### Aim
Could you recast all the records below as a two-column CSV with the headers input and output, one row per record? Put its text in input and its answer in output, each in a single quoted field with line breaks replaced by spaces.

### Provided records
########################################

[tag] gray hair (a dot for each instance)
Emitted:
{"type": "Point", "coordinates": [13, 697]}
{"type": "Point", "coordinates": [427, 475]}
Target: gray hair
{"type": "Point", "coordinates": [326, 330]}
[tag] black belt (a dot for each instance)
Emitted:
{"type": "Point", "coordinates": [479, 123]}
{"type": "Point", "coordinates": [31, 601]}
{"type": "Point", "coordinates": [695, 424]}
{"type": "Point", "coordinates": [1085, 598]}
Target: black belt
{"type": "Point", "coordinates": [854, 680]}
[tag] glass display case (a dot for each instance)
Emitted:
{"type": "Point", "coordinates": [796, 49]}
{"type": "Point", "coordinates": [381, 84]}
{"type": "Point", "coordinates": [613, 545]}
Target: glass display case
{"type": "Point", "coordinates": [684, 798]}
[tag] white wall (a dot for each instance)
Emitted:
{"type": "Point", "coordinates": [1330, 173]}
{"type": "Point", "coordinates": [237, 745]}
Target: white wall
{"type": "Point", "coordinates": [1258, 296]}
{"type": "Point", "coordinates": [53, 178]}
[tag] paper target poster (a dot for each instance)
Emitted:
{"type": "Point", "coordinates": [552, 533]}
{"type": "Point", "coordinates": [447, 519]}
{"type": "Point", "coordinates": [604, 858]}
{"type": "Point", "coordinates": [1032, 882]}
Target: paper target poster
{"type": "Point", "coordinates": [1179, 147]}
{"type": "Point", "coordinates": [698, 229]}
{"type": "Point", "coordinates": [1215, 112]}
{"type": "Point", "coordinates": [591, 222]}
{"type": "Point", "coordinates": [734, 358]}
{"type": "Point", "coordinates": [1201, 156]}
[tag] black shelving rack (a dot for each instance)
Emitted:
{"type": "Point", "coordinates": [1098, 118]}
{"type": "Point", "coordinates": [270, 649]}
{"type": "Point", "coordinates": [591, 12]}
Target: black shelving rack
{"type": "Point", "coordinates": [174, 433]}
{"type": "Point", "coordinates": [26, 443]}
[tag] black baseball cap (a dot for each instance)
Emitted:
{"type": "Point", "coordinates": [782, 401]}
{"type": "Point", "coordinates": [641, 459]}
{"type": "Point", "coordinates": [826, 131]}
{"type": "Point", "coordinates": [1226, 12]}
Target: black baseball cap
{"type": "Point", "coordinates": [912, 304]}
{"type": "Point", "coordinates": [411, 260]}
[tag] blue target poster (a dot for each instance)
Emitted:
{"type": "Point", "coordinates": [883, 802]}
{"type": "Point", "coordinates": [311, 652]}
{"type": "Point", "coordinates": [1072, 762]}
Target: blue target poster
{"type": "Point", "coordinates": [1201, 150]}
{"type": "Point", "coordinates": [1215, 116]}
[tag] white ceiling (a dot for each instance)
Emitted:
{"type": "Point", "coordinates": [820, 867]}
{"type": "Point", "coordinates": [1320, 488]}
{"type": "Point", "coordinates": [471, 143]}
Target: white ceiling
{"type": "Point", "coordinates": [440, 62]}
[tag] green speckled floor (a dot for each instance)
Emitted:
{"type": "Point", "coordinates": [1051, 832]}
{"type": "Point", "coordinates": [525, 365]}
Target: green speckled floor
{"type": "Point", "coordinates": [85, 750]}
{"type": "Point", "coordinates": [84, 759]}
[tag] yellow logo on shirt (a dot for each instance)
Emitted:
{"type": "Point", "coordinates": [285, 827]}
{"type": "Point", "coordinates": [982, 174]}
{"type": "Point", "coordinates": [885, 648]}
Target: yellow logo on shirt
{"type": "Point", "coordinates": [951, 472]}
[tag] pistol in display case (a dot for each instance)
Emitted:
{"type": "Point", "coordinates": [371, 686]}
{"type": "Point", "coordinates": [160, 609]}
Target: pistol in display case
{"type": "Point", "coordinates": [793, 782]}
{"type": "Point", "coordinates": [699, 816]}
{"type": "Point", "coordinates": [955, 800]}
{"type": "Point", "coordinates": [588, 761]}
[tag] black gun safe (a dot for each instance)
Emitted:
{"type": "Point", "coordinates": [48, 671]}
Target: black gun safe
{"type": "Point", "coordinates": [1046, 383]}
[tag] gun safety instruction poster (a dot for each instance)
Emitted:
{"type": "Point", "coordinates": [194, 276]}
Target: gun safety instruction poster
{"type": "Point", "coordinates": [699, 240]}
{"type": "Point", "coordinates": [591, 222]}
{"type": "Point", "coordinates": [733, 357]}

########################################

### Task result
input,output
"[tag] gray hair (a dot for each instance) Emitted: {""type"": ""Point"", ""coordinates"": [13, 697]} {""type"": ""Point"", ""coordinates"": [427, 475]} Target: gray hair","{""type"": ""Point"", ""coordinates"": [326, 330]}"
"[tag] black belt (a dot for each instance) Emitted: {""type"": ""Point"", ""coordinates"": [479, 123]} {""type"": ""Point"", ""coordinates"": [31, 601]} {""type"": ""Point"", ""coordinates"": [695, 424]} {""type"": ""Point"", ""coordinates"": [1085, 598]} Target: black belt","{""type"": ""Point"", ""coordinates"": [854, 680]}"
"[tag] glass display case (a dot for each instance) Emitted: {""type"": ""Point"", ""coordinates"": [796, 49]} {""type"": ""Point"", ""coordinates"": [381, 84]} {""type"": ""Point"", ""coordinates"": [613, 545]} Target: glass display case","{""type"": ""Point"", ""coordinates"": [684, 798]}"
"[tag] white wall (a dot for each instance) Emitted: {""type"": ""Point"", ""coordinates"": [1330, 173]} {""type"": ""Point"", ""coordinates"": [237, 745]} Target: white wall","{""type"": ""Point"", ""coordinates"": [1258, 296]} {""type"": ""Point"", ""coordinates"": [53, 178]}"
"[tag] paper target poster (a dot for each instance) Emitted: {""type"": ""Point"", ""coordinates"": [552, 533]} {""type"": ""Point"", ""coordinates"": [447, 519]} {""type"": ""Point"", ""coordinates"": [604, 858]} {""type"": ""Point"", ""coordinates"": [1032, 882]} Target: paper target poster","{""type"": ""Point"", ""coordinates"": [1179, 147]} {""type"": ""Point"", ""coordinates"": [698, 229]} {""type"": ""Point"", ""coordinates"": [1215, 112]} {""type"": ""Point"", ""coordinates"": [591, 222]} {""type"": ""Point"", ""coordinates"": [734, 358]} {""type"": ""Point"", ""coordinates"": [1201, 156]}"
"[tag] black shelving rack (a dot for each instance) Emitted: {""type"": ""Point"", ""coordinates"": [1098, 118]} {""type"": ""Point"", ""coordinates"": [270, 649]} {""type"": ""Point"", ""coordinates"": [591, 12]} Target: black shelving rack","{""type"": ""Point"", ""coordinates"": [174, 433]} {""type"": ""Point"", ""coordinates"": [26, 443]}"
"[tag] black baseball cap (a dot for each instance) Emitted: {""type"": ""Point"", ""coordinates"": [782, 401]} {""type"": ""Point"", ""coordinates"": [641, 459]} {""type"": ""Point"", ""coordinates"": [826, 131]} {""type"": ""Point"", ""coordinates"": [1226, 12]} Target: black baseball cap","{""type"": ""Point"", ""coordinates"": [912, 304]} {""type"": ""Point"", ""coordinates"": [411, 260]}"
"[tag] blue target poster (a dot for each instance) Emitted: {""type"": ""Point"", ""coordinates"": [883, 802]} {""type"": ""Point"", ""coordinates"": [311, 652]} {""type"": ""Point"", ""coordinates"": [1072, 762]} Target: blue target poster","{""type"": ""Point"", ""coordinates"": [1201, 150]} {""type"": ""Point"", ""coordinates"": [1215, 116]}"
"[tag] white ceiling (a dot for each instance) Emitted: {""type"": ""Point"", ""coordinates"": [820, 867]} {""type"": ""Point"", ""coordinates"": [1320, 488]} {""type"": ""Point"", ""coordinates"": [471, 143]} Target: white ceiling","{""type"": ""Point"", ""coordinates"": [440, 62]}"
"[tag] green speckled floor (a dot for each instance) Emitted: {""type"": ""Point"", ""coordinates"": [1051, 832]} {""type"": ""Point"", ""coordinates"": [525, 365]} Target: green speckled floor","{""type"": ""Point"", ""coordinates"": [85, 750]} {""type"": ""Point"", ""coordinates"": [84, 759]}"
"[tag] yellow logo on shirt (a dot for each instance) Emitted: {""type"": ""Point"", ""coordinates"": [285, 827]} {""type"": ""Point"", ""coordinates"": [982, 174]} {""type"": ""Point"", ""coordinates"": [885, 648]} Target: yellow logo on shirt","{""type"": ""Point"", ""coordinates"": [951, 472]}"
"[tag] pistol in display case (a dot for each instance) Emitted: {""type"": ""Point"", ""coordinates"": [371, 686]} {""type"": ""Point"", ""coordinates"": [160, 609]} Target: pistol in display case","{""type"": ""Point"", ""coordinates"": [793, 782]} {""type"": ""Point"", ""coordinates"": [699, 816]} {""type"": ""Point"", ""coordinates"": [955, 800]} {""type"": ""Point"", ""coordinates"": [588, 761]}"
"[tag] black gun safe (a dot for each instance) Emitted: {""type"": ""Point"", ""coordinates"": [48, 671]} Target: black gun safe","{""type"": ""Point"", ""coordinates"": [1046, 383]}"
"[tag] gun safety instruction poster (a dot for each instance) Emitted: {""type"": ""Point"", ""coordinates"": [194, 276]} Target: gun safety instruction poster","{""type"": ""Point"", ""coordinates"": [699, 240]} {""type"": ""Point"", ""coordinates"": [591, 222]} {""type"": ""Point"", ""coordinates"": [733, 357]}"